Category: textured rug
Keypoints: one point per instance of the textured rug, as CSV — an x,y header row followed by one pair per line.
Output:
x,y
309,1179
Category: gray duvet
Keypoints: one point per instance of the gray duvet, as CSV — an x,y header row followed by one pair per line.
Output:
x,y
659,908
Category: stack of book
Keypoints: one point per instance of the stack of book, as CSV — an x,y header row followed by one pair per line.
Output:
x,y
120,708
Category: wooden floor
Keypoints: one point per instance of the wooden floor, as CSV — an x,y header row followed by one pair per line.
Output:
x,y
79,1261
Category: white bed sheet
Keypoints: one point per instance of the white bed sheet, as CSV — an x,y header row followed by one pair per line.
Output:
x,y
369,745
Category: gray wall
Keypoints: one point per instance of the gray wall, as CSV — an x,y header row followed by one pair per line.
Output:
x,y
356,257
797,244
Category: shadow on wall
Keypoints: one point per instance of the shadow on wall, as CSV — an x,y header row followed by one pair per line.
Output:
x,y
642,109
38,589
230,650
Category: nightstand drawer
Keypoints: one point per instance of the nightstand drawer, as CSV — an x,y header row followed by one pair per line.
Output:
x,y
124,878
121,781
---
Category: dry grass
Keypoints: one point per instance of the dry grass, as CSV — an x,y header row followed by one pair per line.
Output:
...
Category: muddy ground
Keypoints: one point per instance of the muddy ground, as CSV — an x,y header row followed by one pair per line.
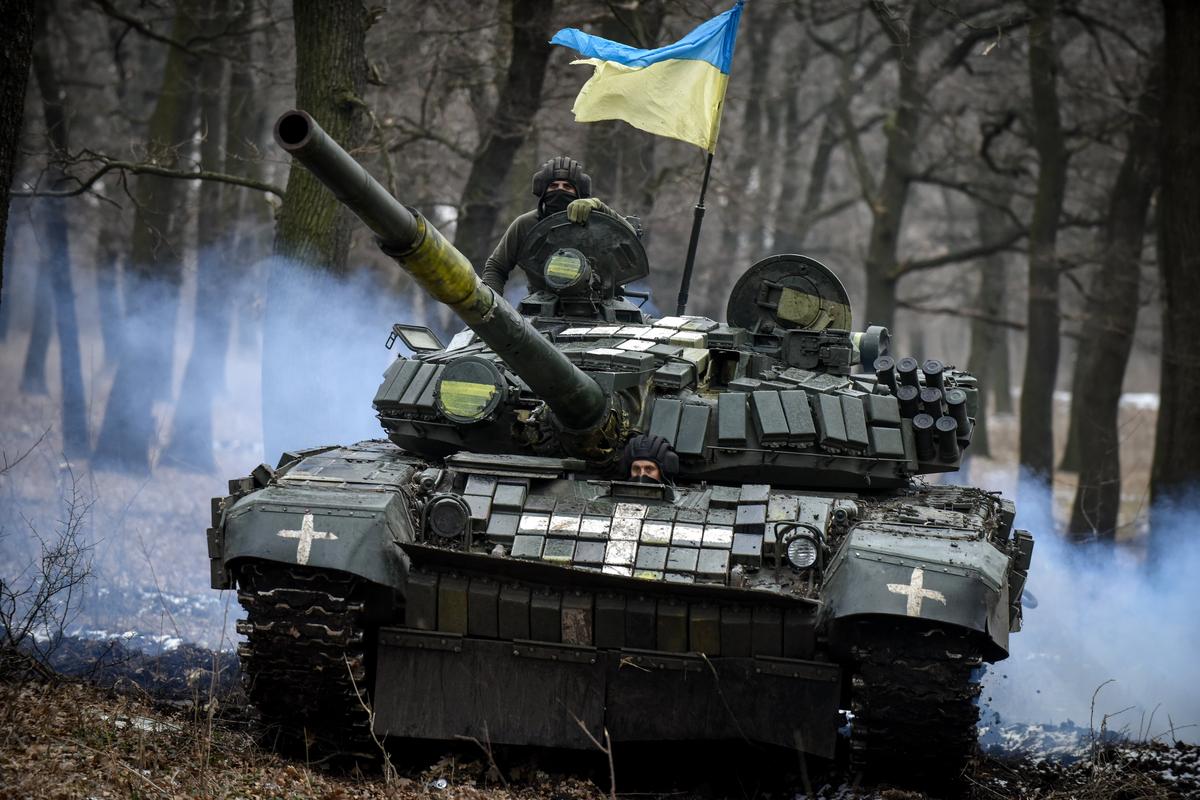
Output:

■ GIVEN PROBLEM ■
Identify every line of the material that contains the string "point", treating uppercase and lowercase as different, and copy each such line in full.

■ IN RESPONSE ■
Keypoints: one point per instance of the textured rug, as CSV — an x,y header row followed by one pair per line.
Keypoints: one point per instance of the gray duvet, as CSV — an x,y header row followed by one pair per line.
Keypoints: one point per instance of the stack of book, as CSV — an x,y header row followed by one pair per line.
Keypoints: one point per instance of the wooden floor, as CSV — an x,y header row followed by one pair per line.
Keypoints: one point per instance of the white bed sheet, as CSV — an x,y header row followed by one pair per line.
Keypoints: one point per instance of the gray wall, as CSV — an x,y header row followed by one pair per line.
Keypoints: one point per instance of the shadow on wall, as CSV — an x,y header row followed by one pair per line.
Keypoints: one point per instance of the nightstand drawer, as CSV — an x,y header row followed by one pair per line.
Keypoints: one point per instance of the dry grass, as CSV — an x,y header row followed by one pair per line.
Keypoints: one point per instance of the muddy ground, as CSV — an x,y header row followed by one pair per line.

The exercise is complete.